Problem to work on: Render each line of the listing below as a JSON array of strings, one string per line, with blank lines omitted. Leave the pictures out of the result.

(Data records)
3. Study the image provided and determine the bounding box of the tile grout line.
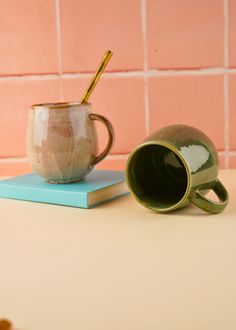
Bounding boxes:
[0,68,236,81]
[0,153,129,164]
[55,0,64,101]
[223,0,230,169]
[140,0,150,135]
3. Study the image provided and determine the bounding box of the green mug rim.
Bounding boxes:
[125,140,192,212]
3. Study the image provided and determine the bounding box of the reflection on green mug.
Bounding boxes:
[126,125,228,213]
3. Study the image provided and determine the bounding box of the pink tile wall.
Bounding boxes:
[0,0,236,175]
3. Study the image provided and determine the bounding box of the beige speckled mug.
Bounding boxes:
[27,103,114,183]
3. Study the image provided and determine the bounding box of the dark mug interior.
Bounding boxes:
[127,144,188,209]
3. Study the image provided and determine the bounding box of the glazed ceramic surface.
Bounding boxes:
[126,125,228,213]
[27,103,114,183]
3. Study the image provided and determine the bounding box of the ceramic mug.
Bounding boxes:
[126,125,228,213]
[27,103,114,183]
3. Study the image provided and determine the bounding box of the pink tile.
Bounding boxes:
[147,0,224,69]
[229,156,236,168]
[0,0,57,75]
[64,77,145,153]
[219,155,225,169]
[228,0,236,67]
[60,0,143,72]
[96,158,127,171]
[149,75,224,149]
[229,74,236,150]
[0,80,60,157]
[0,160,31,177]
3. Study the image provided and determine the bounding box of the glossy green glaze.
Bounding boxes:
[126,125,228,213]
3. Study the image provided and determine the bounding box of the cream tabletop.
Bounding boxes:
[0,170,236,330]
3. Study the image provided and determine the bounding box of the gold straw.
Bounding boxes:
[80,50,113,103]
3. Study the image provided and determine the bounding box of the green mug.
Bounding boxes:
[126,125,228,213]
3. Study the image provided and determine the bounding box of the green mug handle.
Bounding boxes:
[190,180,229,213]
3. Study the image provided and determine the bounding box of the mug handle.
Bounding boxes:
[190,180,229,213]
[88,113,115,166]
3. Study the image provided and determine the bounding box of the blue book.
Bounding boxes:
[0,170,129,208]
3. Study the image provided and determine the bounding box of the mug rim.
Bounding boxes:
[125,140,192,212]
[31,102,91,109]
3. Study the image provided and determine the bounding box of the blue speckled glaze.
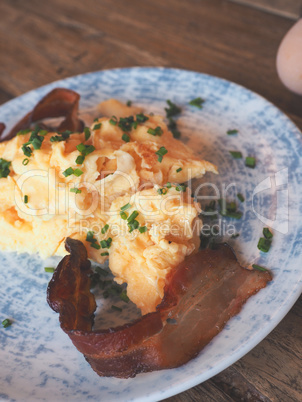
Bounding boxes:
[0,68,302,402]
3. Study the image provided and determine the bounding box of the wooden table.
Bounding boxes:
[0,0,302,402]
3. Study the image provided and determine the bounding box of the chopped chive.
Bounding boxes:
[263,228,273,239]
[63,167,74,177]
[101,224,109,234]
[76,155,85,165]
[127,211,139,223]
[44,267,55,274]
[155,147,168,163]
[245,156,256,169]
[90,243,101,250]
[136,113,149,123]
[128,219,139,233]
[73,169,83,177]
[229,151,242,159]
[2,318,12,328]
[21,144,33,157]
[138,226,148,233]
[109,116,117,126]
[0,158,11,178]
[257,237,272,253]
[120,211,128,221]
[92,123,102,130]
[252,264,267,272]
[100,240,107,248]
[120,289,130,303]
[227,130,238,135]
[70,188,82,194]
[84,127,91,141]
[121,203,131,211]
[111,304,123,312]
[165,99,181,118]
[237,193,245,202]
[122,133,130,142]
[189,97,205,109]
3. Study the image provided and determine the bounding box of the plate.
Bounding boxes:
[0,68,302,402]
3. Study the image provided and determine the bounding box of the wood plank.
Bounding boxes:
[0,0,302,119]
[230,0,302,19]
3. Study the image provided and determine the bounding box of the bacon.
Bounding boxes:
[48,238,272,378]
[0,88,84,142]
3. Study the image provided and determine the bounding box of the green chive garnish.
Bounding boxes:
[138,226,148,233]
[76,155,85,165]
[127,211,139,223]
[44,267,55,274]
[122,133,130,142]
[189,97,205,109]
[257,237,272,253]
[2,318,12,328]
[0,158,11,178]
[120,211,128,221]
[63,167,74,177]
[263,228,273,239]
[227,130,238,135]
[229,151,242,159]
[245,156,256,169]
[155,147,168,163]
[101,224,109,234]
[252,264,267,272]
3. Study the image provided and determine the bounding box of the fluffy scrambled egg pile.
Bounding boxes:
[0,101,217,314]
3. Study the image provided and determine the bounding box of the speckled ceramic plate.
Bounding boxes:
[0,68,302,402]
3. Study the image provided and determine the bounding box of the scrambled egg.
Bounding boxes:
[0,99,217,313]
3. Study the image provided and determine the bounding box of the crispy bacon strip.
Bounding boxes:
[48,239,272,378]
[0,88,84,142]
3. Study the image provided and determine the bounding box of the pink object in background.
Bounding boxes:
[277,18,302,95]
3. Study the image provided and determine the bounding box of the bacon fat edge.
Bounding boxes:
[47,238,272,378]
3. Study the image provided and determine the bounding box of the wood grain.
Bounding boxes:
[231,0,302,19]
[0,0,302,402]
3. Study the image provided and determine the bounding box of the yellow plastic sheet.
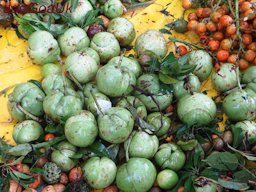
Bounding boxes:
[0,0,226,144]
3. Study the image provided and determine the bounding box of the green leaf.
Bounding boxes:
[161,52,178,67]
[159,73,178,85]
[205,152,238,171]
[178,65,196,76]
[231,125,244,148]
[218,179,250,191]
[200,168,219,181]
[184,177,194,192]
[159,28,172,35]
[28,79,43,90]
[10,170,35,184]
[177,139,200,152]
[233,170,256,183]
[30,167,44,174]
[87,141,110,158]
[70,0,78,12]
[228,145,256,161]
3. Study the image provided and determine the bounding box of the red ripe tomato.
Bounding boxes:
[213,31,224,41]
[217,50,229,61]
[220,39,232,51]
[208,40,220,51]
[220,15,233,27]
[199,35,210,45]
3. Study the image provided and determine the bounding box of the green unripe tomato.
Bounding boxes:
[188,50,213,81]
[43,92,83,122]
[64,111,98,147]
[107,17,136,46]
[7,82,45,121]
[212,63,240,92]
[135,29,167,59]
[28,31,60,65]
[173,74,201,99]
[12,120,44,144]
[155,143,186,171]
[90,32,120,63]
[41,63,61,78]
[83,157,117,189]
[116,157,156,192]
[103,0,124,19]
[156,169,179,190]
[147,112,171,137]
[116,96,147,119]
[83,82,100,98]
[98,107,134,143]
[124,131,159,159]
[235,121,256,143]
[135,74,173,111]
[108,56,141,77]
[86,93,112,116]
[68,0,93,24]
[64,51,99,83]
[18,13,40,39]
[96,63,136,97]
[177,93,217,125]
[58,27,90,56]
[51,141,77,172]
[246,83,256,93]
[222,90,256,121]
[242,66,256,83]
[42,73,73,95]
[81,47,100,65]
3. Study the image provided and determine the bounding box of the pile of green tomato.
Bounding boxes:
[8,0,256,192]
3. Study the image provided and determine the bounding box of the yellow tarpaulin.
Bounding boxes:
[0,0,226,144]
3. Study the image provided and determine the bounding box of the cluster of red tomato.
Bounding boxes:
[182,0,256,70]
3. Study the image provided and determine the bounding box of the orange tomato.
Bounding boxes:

Finished answer:
[
  "3. Study the image provided and determine the bounding box of the tile grout line.",
  "Bounding boxes:",
  "[0,68,236,81]",
  "[0,153,129,164]",
  "[55,0,64,101]",
  "[223,0,230,169]",
  "[140,0,150,135]",
  "3. Study the image provided and determine the bounding box of the green mug rim.",
  "Bounding boxes:",
  "[125,140,192,212]",
  "3. Study the image provided and determine the bounding box of the reflection on green mug.",
  "Bounding boxes:",
  "[126,125,228,213]",
  "3. Study the image provided and determine the bounding box of the pink tile wall.",
  "Bounding boxes:",
  "[0,0,236,175]",
  "3. Study the image provided and determine the bounding box of the beige speckled mug.",
  "Bounding boxes:",
  "[27,103,114,183]",
  "3. Study the image provided and determine the bounding box of the dark mug interior.",
  "Bounding boxes:",
  "[127,144,188,209]",
  "3. Study the image provided and determine the bounding box of the glazed ceramic surface.",
  "Bounding boxes:",
  "[126,125,228,213]",
  "[27,103,114,183]",
  "3. Study the image provided and determine the bounding box of the ceramic mug.",
  "Bounding boxes:",
  "[126,125,228,213]",
  "[27,103,114,183]",
  "3. Study the image provided and determine the bounding box of the pink tile.",
  "Bounding boxes:",
  "[147,0,224,69]",
  "[229,156,236,168]",
  "[0,0,57,75]",
  "[64,77,145,153]",
  "[219,155,225,169]",
  "[228,0,236,67]",
  "[60,0,143,72]",
  "[96,158,127,171]",
  "[149,75,224,149]",
  "[229,74,236,150]",
  "[0,80,60,157]",
  "[0,160,31,177]",
  "3. Study the image provided and determine the bounding box of the glossy green glaze.",
  "Bounding boxes:",
  "[126,125,228,213]",
  "3. Study the image provided and determine the bounding box of the cream tabletop.",
  "Bounding boxes:",
  "[0,170,236,330]",
  "3. Study the image provided and determine the bounding box of the gold straw.",
  "Bounding boxes:",
  "[80,50,113,103]",
  "3. Study the image provided and determine the bounding box of the green mug.",
  "Bounding boxes:",
  "[126,125,228,213]",
  "3. Study the image provided and determine the bounding box of the green mug handle.",
  "Bounding boxes:",
  "[190,180,229,213]",
  "3. Study the image provided and determine the bounding box of the mug handle.",
  "Bounding boxes:",
  "[190,180,229,213]",
  "[88,113,115,166]",
  "3. Study the image provided and determine the bounding box of the blue book.",
  "Bounding boxes:",
  "[0,170,129,208]",
  "3. Study the image provided and determine the bounding box of the mug rim.",
  "Bounding boxes:",
  "[125,140,192,212]",
  "[31,102,91,109]",
  "3. Study the image provided and determine the bounding box of the blue speckled glaze.",
  "Bounding boxes:",
  "[0,68,302,402]",
  "3. Study the image provided and determine the bounding box of the wooden table.",
  "Bounding boxes:",
  "[0,0,302,402]",
  "3. Study the image provided and determine the bounding box of the chopped chive.",
  "Bounding boxes:",
  "[263,228,273,239]",
  "[63,167,74,177]",
  "[101,224,109,234]",
  "[76,155,85,165]",
  "[127,211,139,223]",
  "[44,267,55,274]",
  "[155,147,168,163]",
  "[245,156,256,169]",
  "[90,243,101,250]",
  "[136,113,149,123]",
  "[128,219,139,233]",
  "[73,169,83,177]",
  "[229,151,242,159]",
  "[2,318,12,328]",
  "[21,144,33,157]",
  "[138,226,148,233]",
  "[109,116,117,126]",
  "[0,158,11,178]",
  "[257,237,272,253]",
  "[120,211,128,221]",
  "[92,123,102,130]",
  "[252,264,267,272]",
  "[100,240,107,248]",
  "[120,289,130,303]",
  "[227,130,238,135]",
  "[70,188,82,194]",
  "[84,127,91,141]",
  "[121,203,131,211]",
  "[111,304,123,312]",
  "[165,99,181,118]",
  "[237,193,245,202]",
  "[122,133,130,142]",
  "[189,97,205,109]",
  "3. Study the image provided and determine the bounding box of the plate.",
  "Bounding boxes:",
  "[0,68,302,402]",
  "3. Study the image provided and determine the bounding box of the wood plank.",
  "Bounding boxes:",
  "[0,0,302,119]",
  "[230,0,302,19]",
  "3. Study the image provided and determine the bounding box of the bacon.",
  "Bounding boxes:",
  "[48,238,272,378]",
  "[0,88,84,142]",
  "3. Study the image provided and determine the bounding box of the green chive garnish.",
  "Bounding boxes:",
  "[138,226,148,233]",
  "[76,155,85,165]",
  "[127,211,139,223]",
  "[44,267,55,274]",
  "[122,133,130,142]",
  "[189,97,205,109]",
  "[257,237,272,253]",
  "[2,318,12,328]",
  "[0,158,11,178]",
  "[120,211,128,221]",
  "[63,167,74,177]",
  "[263,228,273,239]",
  "[227,130,238,135]",
  "[229,151,242,159]",
  "[245,156,256,169]",
  "[155,147,168,163]",
  "[101,224,109,234]",
  "[252,264,267,272]",
  "3. Study the image provided and determine the bounding box of the fluffy scrambled egg pile.",
  "Bounding boxes:",
  "[0,101,217,314]",
  "3. Study the image provided and determine the bounding box of the speckled ceramic plate.",
  "Bounding boxes:",
  "[0,68,302,402]",
  "3. Study the image provided and determine the bounding box of the scrambled egg.",
  "Bounding boxes:",
  "[0,99,217,313]",
  "3. Study the image provided and determine the bounding box of the crispy bacon strip.",
  "Bounding boxes:",
  "[48,239,272,378]",
  "[0,88,84,142]",
  "3. Study the image provided and determine the bounding box of the pink object in background.",
  "Bounding boxes:",
  "[277,18,302,95]",
  "3. Study the image provided and determine the bounding box of the bacon fat edge.",
  "Bounding boxes:",
  "[47,238,272,378]",
  "3. Study the image provided and determine the bounding box of the wood grain.",
  "Bounding boxes:",
  "[231,0,302,19]",
  "[0,0,302,402]",
  "3. Study the image provided and determine the bounding box of the yellow plastic sheet.",
  "Bounding boxes:",
  "[0,0,226,144]",
  "3. Study the image provided and determine the bounding box of the green leaf.",
  "Bounding boxes:",
  "[161,52,178,67]",
  "[159,73,178,85]",
  "[205,152,238,171]",
  "[178,65,196,76]",
  "[231,125,244,148]",
  "[218,179,250,191]",
  "[200,168,219,181]",
  "[184,177,194,192]",
  "[159,28,172,35]",
  "[28,79,43,90]",
  "[10,170,35,184]",
  "[177,139,200,152]",
  "[233,170,256,183]",
  "[30,167,44,174]",
  "[87,141,110,158]",
  "[70,0,78,12]",
  "[228,145,256,161]",
  "3. Study the image provided and determine the bounding box of the red ripe tomato.",
  "Bounding boxes:",
  "[213,31,224,41]",
  "[217,50,229,61]",
  "[220,39,232,51]",
  "[208,40,220,51]",
  "[220,15,233,27]",
  "[199,35,210,45]",
  "3. Study the image provided and determine the bounding box of the green unripe tomato.",
  "Bounding boxes:",
  "[188,50,213,81]",
  "[43,92,83,122]",
  "[64,111,98,147]",
  "[107,17,136,46]",
  "[7,82,45,121]",
  "[212,63,240,92]",
  "[135,29,167,59]",
  "[28,31,60,65]",
  "[173,74,201,99]",
  "[12,120,44,144]",
  "[155,143,186,171]",
  "[90,32,120,63]",
  "[41,63,61,78]",
  "[83,157,117,189]",
  "[116,157,156,192]",
  "[103,0,124,19]",
  "[156,169,179,190]",
  "[147,112,171,137]",
  "[116,96,147,119]",
  "[83,82,100,98]",
  "[98,107,134,143]",
  "[124,131,159,159]",
  "[235,121,256,143]",
  "[135,74,173,111]",
  "[108,56,141,77]",
  "[86,93,112,116]",
  "[68,0,93,24]",
  "[64,51,99,83]",
  "[18,13,40,39]",
  "[96,63,136,97]",
  "[177,93,217,125]",
  "[58,27,90,56]",
  "[51,141,77,172]",
  "[246,83,256,93]",
  "[222,90,256,121]",
  "[242,66,256,83]",
  "[42,73,73,95]",
  "[81,47,100,65]",
  "3. Study the image provided and determine the bounding box of the pile of green tomato.",
  "Bounding boxes:",
  "[8,0,256,192]",
  "3. Study the image provided and determine the bounding box of the yellow tarpaulin.",
  "Bounding boxes:",
  "[0,0,226,144]",
  "3. Study the image provided and determine the bounding box of the cluster of red tomato.",
  "Bounding boxes:",
  "[182,0,256,70]",
  "3. Study the image provided and determine the bounding box of the orange tomato.",
  "Bounding boxes:"
]